[Record extracts start]

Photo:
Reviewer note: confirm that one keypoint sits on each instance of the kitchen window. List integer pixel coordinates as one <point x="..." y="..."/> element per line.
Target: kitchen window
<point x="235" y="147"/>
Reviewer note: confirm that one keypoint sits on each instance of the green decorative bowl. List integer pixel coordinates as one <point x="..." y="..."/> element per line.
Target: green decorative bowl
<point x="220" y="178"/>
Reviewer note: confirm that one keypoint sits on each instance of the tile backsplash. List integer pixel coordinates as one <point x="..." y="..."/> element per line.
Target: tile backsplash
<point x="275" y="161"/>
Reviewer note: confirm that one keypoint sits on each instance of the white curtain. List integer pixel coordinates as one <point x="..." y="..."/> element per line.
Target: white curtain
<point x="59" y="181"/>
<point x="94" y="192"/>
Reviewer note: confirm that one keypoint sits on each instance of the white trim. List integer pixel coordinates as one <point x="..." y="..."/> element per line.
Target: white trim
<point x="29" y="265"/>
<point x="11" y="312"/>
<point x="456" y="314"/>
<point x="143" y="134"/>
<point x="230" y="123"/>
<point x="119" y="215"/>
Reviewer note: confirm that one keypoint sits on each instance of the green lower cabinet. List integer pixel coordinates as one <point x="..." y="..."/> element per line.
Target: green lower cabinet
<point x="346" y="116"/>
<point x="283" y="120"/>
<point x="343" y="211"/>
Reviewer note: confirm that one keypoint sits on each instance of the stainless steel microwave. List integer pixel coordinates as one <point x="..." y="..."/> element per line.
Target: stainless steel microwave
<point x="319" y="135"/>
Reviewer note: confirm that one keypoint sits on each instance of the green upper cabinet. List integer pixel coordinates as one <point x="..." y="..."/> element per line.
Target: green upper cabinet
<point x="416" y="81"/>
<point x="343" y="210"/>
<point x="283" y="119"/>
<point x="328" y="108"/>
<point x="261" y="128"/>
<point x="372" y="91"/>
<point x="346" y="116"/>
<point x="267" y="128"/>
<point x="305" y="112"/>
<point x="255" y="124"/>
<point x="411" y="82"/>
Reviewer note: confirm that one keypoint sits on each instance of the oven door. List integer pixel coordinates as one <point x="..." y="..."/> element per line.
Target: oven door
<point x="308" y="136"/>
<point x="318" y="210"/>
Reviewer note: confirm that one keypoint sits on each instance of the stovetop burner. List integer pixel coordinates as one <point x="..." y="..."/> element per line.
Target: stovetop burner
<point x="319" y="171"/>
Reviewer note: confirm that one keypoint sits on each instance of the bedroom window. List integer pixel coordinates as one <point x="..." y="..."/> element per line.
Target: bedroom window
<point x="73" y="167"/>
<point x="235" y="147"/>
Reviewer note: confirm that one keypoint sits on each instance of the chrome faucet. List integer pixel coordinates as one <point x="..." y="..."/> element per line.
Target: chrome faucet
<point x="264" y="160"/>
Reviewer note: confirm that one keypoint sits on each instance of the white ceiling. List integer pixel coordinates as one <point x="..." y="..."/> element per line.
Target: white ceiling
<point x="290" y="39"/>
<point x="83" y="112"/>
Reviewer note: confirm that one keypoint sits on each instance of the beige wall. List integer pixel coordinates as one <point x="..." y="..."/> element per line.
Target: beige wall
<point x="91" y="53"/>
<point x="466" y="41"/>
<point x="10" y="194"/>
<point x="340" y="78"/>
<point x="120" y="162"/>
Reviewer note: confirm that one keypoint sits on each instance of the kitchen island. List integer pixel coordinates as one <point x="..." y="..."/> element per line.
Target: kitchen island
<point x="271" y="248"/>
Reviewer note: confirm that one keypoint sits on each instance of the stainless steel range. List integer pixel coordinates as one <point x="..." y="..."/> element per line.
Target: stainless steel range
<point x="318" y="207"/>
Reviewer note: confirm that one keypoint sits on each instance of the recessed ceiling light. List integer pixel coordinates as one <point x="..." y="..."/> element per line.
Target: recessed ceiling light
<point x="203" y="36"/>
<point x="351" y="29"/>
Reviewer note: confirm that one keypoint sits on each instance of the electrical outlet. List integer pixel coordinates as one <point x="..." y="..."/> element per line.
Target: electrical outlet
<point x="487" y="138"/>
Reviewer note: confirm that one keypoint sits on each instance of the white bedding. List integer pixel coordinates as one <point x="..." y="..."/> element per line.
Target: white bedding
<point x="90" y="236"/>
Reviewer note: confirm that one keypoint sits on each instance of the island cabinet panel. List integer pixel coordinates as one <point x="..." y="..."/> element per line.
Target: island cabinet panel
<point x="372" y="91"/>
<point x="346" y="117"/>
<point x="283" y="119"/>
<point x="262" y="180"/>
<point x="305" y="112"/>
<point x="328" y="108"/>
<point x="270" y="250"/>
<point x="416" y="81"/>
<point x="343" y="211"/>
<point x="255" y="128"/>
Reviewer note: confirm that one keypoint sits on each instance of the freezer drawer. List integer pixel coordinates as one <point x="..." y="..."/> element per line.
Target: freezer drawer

[Record extracts end]

- _Task directions_
Can you retype all of the items above, line for line, without changing anything?

- _Result below_
Photo:
Reviewer note: confirm that one keypoint sits on each instance of the kitchen window. List integer pixel coordinates as one <point x="..." y="..."/> element per line.
Target: kitchen window
<point x="235" y="147"/>
Reviewer note: confirm that one keypoint sits on each instance of the green decorative bowl. List integer pixel coordinates as one <point x="..." y="..."/> element per line.
Target: green decorative bowl
<point x="220" y="178"/>
Reviewer note: confirm that one keypoint sits on each instance of the tile backsplash. List integer pixel coordinates as one <point x="..." y="..."/> element per line.
Target: tile backsplash
<point x="275" y="161"/>
Reviewer note: confirm that one keypoint sits on each instance of the white curtain. List integer pixel coordinates as one <point x="..." y="..."/> element per line.
Target: white curtain
<point x="59" y="181"/>
<point x="94" y="192"/>
Reviewer note: confirm that one keypoint sits on each instance of the white trim. List integer pixel coordinates as one <point x="..." y="..."/> element per line.
Target: white trim
<point x="29" y="265"/>
<point x="11" y="312"/>
<point x="456" y="314"/>
<point x="143" y="134"/>
<point x="230" y="123"/>
<point x="119" y="215"/>
Reviewer note: confirm that one keypoint sits on each instance of the green lower cabinet. List integer pixel coordinates as one <point x="..." y="..."/> element per line.
Target: green lower cabinet
<point x="346" y="116"/>
<point x="283" y="120"/>
<point x="343" y="211"/>
Reviewer note: confirm that one keypoint sits on each instance of the stainless steel microwave. List integer pixel coordinates as one <point x="..." y="..."/> element per line.
Target: stainless steel microwave
<point x="319" y="135"/>
Reviewer note: confirm that one keypoint sits on each instance of the green upper cabinet. List integer pixel coordinates as one <point x="..." y="..."/> element per line.
Target: green upper cabinet
<point x="416" y="81"/>
<point x="343" y="210"/>
<point x="283" y="119"/>
<point x="328" y="108"/>
<point x="261" y="128"/>
<point x="372" y="91"/>
<point x="346" y="116"/>
<point x="267" y="128"/>
<point x="305" y="112"/>
<point x="255" y="124"/>
<point x="411" y="82"/>
Reviewer note: confirm that one keypoint sits on each instance of the oven door. List integer pixel coordinates as one <point x="..." y="..."/> element per line.
Target: oven door
<point x="308" y="136"/>
<point x="318" y="210"/>
Reviewer note: confirm that one keypoint sits on each instance of the stovetop burner. List integer pixel coordinates as one <point x="..." y="..."/> element per line.
Target: stovetop burner
<point x="319" y="171"/>
Reviewer note: confirm that one keypoint sits on each instance of the bedroom window. List integer pixel coordinates as one <point x="..." y="..."/> element per line.
Target: bedroom window
<point x="73" y="167"/>
<point x="235" y="147"/>
Reviewer note: confirm that one keypoint sits on each instance of the chrome faucet. List integer pixel coordinates as one <point x="..." y="..."/> element per line.
Target: chrome faucet
<point x="264" y="160"/>
Reviewer note: confirm that one keypoint sits on each instance of the white ceiling. List integer pixel coordinates as one <point x="..." y="..."/> element per line.
Target: white ceiling
<point x="290" y="39"/>
<point x="83" y="112"/>
Reviewer note: confirm that one keypoint sits on each instance of the beige wall. List integer pixel coordinates as one <point x="..." y="..."/> element per line.
Target: beige wall
<point x="91" y="53"/>
<point x="466" y="41"/>
<point x="10" y="194"/>
<point x="340" y="78"/>
<point x="120" y="162"/>
Reviewer note: confirm that one keypoint sits on each instance of the kitchen island. List integer pixel coordinates as one <point x="..." y="..."/> element per line.
Target: kitchen island
<point x="271" y="248"/>
Reviewer note: confirm that one keypoint sits on each instance of the stainless steel range. List integer pixel coordinates as one <point x="..." y="..."/> element per line.
Target: stainless steel range
<point x="318" y="207"/>
Reviewer note: confirm that one keypoint sits on each instance of the recessed ceiling light. List integer pixel coordinates as one <point x="..." y="..."/> element per line.
Target: recessed ceiling light
<point x="203" y="36"/>
<point x="351" y="29"/>
Reviewer note: confirm that one keypoint sits on each instance of the electrical outlet. List integer pixel coordinates as one <point x="..." y="..."/> element per line.
Target: electrical outlet
<point x="487" y="138"/>
Reviewer note: confirm that one keypoint sits on each instance of the white bedding. List integer pixel coordinates as one <point x="..." y="..."/> element per line.
Target: white bedding
<point x="90" y="236"/>
Reviewer note: confirm that one keypoint sits on each instance of the island cabinet panel. List integer pixel coordinates as one <point x="..." y="..."/> element per line.
Target: island cabinet panel
<point x="372" y="91"/>
<point x="346" y="117"/>
<point x="283" y="119"/>
<point x="262" y="180"/>
<point x="305" y="112"/>
<point x="328" y="108"/>
<point x="270" y="250"/>
<point x="416" y="81"/>
<point x="343" y="211"/>
<point x="255" y="128"/>
Reviewer note: confirm that one keypoint sits on each instance of the freezer drawer. List integer pixel coordinates as one <point x="..." y="..."/> element per line.
Target: freezer drawer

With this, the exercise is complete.